WHAT IS NEEDED: Can you copy out, unchanged, every line from the one containing "Can you find the skyscraper?" through the one containing "pixel 234 139", including both?

-- START --

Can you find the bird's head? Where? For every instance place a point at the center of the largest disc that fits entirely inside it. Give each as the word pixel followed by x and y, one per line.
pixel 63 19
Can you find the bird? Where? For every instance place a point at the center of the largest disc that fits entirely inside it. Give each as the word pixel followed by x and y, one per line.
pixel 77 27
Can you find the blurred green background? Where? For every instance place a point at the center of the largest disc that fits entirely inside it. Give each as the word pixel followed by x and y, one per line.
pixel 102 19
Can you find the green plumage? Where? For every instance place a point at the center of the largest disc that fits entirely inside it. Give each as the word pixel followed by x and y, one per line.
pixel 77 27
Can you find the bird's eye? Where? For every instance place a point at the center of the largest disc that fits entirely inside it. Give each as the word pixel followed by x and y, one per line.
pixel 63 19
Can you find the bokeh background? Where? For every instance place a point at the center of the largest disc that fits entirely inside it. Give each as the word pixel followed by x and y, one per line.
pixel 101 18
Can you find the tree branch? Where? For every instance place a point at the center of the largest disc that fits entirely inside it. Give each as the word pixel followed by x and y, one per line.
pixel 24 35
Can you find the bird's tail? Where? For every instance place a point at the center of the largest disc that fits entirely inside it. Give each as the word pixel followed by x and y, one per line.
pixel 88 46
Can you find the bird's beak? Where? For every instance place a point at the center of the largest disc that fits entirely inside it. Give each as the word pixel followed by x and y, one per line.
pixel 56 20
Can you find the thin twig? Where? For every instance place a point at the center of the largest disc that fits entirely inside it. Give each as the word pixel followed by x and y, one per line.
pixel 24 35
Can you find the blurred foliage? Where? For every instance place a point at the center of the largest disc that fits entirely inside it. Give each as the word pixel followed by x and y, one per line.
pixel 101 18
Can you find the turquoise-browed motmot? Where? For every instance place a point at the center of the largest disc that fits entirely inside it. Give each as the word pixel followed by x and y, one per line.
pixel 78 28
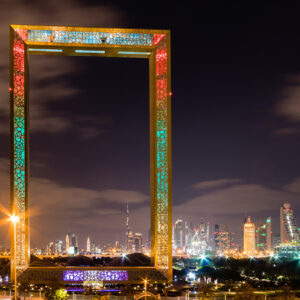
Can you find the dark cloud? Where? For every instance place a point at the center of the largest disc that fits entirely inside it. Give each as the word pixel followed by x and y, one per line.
pixel 212 184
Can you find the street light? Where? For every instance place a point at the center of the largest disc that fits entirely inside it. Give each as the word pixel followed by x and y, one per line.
pixel 15 219
pixel 145 285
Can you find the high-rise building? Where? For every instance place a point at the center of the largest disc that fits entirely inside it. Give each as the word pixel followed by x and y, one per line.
pixel 50 249
pixel 138 242
pixel 88 245
pixel 68 242
pixel 223 239
pixel 74 241
pixel 93 248
pixel 269 234
pixel 249 236
pixel 130 242
pixel 179 234
pixel 288 229
pixel 263 236
pixel 58 247
pixel 127 229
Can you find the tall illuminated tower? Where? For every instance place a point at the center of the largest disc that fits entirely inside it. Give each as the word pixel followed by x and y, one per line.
pixel 154 45
pixel 68 241
pixel 263 235
pixel 288 228
pixel 88 245
pixel 127 227
pixel 249 236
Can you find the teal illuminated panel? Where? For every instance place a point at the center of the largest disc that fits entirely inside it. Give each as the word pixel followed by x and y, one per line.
pixel 45 50
pixel 90 37
pixel 89 51
pixel 134 53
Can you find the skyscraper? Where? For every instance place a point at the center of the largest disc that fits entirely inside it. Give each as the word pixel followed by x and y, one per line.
pixel 249 236
pixel 127 229
pixel 130 242
pixel 269 234
pixel 88 245
pixel 179 234
pixel 138 242
pixel 68 242
pixel 263 235
pixel 288 229
pixel 223 238
pixel 74 241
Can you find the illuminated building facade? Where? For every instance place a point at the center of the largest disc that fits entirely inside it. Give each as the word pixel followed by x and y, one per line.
pixel 88 245
pixel 138 246
pixel 153 45
pixel 288 229
pixel 249 236
pixel 130 242
pixel 263 235
pixel 190 240
pixel 223 239
pixel 68 241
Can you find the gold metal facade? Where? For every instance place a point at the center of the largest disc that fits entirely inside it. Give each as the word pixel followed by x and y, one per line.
pixel 74 41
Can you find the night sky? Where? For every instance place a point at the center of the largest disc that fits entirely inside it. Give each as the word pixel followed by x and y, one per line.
pixel 235 118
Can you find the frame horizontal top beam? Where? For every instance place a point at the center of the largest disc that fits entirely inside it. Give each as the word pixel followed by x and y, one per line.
pixel 78 36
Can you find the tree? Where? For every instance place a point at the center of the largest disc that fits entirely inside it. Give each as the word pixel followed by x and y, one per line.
pixel 60 294
pixel 205 290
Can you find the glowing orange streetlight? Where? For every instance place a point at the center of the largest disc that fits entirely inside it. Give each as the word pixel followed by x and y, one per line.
pixel 14 220
pixel 145 284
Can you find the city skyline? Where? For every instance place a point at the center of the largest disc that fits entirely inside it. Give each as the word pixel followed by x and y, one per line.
pixel 234 139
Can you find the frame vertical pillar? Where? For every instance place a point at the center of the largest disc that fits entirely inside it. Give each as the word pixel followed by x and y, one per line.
pixel 161 173
pixel 138 43
pixel 19 149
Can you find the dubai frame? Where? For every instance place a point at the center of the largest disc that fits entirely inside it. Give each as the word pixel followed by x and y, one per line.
pixel 106 42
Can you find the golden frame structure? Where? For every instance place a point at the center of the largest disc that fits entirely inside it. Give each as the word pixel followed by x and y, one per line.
pixel 108 42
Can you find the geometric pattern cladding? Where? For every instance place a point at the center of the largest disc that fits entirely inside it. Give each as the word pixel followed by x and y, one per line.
pixel 49 40
pixel 95 275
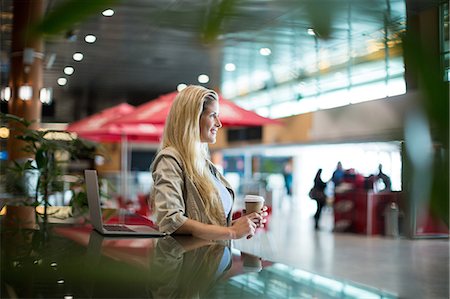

-- END --

EXERCISE SOLUTION:
Can you find the skyscraper? Where? For every instance place a point at the center of the largest disc that fits entirely inside it. Give each as the word pixel followed by x and y, one per line.
pixel 249 236
pixel 127 229
pixel 130 242
pixel 269 234
pixel 88 245
pixel 179 234
pixel 138 242
pixel 68 242
pixel 263 235
pixel 288 229
pixel 223 238
pixel 74 241
Can you find the illuminated building facade? Where? For every instance place a point at the center of the largest disc that fits entirely inside it. Give each as the word pixel followed by x and y, one per line.
pixel 88 245
pixel 138 246
pixel 153 45
pixel 288 229
pixel 249 236
pixel 130 242
pixel 263 235
pixel 190 240
pixel 223 239
pixel 68 241
Can you find the gold metal facade? Where? For every instance place a point at the center of the largest disc that fits entirely inside it. Give each as the word pixel followed by x and y, one per line.
pixel 74 41
Can you find the night sky? Where? For every instance place a point at the center of the largest disc that fits entirely inside it. Give each as the word pixel followed by x and y, one per line.
pixel 235 118
Can you find the frame horizontal top beam? Where? For every instance place a point at the center of the largest disc that fits entirely inside it. Give each as the word pixel followed by x and y, one per line.
pixel 78 36
Can you find the tree? Where? For every instance place a point at the center of the largest disc that fits entirely inside it. Give each as the word pixel followed by x and y, one per line.
pixel 60 294
pixel 205 290
Can you find the glowing orange streetlight? Where? For every instance place a point at the center of the largest disc that fits entirely inside it. Give each as the word pixel followed by x and y, one per line.
pixel 14 220
pixel 145 284
Can you find the city skyline? Where? For every instance place a point at the center of the largest disc that fits entirely inside it. Give each as the word pixel followed by x and y, one per line.
pixel 234 139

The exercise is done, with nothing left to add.